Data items
>> Begin
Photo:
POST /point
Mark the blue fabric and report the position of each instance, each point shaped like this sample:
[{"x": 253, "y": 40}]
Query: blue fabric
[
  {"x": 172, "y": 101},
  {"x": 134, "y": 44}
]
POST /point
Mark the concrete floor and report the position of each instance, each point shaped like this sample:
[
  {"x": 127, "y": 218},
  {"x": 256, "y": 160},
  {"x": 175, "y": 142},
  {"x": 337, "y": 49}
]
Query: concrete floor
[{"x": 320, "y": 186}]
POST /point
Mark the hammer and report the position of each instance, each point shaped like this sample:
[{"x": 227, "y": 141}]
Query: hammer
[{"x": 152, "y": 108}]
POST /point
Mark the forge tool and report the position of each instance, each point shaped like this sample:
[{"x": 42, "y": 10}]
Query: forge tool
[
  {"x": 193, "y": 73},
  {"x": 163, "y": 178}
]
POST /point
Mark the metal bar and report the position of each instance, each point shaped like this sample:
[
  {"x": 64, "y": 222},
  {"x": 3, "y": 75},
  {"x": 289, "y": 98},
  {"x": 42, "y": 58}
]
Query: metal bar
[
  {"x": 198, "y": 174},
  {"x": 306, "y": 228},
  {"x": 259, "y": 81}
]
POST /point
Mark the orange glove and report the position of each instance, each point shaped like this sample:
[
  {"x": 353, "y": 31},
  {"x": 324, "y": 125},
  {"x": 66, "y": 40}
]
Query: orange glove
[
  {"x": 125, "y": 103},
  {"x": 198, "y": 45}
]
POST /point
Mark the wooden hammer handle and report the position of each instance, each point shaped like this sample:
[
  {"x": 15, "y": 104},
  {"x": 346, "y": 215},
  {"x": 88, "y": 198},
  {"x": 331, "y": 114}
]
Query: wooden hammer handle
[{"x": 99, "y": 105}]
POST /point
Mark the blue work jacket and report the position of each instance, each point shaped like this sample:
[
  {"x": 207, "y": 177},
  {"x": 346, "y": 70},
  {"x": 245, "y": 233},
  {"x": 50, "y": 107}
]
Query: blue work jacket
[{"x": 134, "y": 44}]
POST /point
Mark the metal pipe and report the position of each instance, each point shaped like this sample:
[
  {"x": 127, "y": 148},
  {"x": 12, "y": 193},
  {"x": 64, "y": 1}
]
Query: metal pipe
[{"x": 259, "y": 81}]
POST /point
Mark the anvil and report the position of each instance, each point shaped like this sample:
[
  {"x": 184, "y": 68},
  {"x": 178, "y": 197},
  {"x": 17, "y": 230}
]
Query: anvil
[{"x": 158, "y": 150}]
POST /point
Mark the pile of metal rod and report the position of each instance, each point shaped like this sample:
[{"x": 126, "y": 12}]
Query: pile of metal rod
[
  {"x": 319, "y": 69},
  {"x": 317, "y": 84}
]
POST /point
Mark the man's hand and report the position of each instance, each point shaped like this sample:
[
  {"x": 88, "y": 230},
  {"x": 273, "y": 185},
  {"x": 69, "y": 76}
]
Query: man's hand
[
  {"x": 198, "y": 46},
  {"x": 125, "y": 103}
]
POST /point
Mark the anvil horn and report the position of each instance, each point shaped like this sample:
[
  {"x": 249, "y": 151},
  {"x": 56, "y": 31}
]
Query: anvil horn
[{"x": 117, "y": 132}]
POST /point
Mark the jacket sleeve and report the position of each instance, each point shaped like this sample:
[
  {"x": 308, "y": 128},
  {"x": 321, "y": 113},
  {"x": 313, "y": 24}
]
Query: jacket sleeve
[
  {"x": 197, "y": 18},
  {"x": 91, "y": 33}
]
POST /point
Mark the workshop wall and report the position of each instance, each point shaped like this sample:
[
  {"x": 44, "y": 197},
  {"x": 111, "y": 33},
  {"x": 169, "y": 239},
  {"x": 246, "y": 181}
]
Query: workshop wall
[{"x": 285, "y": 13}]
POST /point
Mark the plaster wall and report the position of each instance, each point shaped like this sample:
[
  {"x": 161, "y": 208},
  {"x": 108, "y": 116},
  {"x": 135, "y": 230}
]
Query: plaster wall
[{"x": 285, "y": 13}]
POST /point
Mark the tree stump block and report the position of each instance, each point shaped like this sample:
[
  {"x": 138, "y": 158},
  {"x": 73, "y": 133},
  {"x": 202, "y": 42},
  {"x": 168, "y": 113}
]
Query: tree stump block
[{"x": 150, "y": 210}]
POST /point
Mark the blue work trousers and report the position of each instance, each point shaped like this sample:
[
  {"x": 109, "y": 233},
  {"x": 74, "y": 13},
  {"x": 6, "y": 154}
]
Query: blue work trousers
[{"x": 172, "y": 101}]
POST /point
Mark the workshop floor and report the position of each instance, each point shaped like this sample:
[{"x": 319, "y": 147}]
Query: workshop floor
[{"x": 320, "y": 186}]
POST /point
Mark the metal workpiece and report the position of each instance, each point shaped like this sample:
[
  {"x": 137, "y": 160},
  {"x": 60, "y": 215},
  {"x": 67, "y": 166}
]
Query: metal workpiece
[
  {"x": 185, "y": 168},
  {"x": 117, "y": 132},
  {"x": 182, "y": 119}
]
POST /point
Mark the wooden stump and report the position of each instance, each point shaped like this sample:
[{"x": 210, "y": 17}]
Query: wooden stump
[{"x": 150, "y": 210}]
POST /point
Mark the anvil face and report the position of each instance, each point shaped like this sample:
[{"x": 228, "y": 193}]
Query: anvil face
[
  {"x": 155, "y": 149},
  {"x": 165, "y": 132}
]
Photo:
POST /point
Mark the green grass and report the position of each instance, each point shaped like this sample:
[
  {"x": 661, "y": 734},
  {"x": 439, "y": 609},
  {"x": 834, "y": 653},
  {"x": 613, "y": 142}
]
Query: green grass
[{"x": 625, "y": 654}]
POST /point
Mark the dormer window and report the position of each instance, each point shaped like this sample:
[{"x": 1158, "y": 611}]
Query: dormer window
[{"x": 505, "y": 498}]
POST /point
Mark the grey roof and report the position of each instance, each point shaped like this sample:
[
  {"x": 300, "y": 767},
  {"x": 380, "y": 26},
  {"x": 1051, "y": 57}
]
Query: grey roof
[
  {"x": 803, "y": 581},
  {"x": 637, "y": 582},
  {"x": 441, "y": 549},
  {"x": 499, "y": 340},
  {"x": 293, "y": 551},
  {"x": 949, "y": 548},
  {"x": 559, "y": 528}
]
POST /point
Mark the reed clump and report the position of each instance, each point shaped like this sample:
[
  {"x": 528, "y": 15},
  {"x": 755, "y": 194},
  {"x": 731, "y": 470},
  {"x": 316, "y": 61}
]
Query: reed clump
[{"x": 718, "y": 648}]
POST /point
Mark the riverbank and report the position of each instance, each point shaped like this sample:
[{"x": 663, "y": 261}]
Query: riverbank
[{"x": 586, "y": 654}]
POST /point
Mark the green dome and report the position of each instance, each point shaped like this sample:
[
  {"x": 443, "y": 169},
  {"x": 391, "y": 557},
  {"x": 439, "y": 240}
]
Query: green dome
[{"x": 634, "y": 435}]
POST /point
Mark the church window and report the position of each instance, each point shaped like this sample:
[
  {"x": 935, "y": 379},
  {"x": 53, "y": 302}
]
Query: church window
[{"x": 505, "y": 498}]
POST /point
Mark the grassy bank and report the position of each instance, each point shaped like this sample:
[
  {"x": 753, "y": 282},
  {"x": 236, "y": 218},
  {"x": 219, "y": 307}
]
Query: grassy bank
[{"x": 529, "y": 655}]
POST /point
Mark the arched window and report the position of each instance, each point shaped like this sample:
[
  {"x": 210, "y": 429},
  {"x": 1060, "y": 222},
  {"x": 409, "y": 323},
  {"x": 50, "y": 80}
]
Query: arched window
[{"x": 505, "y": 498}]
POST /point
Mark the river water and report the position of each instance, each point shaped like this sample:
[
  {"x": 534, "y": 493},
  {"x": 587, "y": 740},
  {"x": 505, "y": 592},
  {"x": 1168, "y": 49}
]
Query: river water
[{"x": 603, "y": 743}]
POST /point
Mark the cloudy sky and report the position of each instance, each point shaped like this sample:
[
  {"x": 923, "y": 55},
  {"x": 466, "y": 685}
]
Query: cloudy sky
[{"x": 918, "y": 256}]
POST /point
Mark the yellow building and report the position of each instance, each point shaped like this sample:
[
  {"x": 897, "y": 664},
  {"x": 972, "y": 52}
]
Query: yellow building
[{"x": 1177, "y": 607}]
>> End
■ Written request
Copy out every line of the data items that contains the word "yellow". Case counts, so only lines matching that exact capitalization belong.

■ Response for this exercise
Mark the yellow building and report the position of each instance, each point shaped like this sample:
Query: yellow building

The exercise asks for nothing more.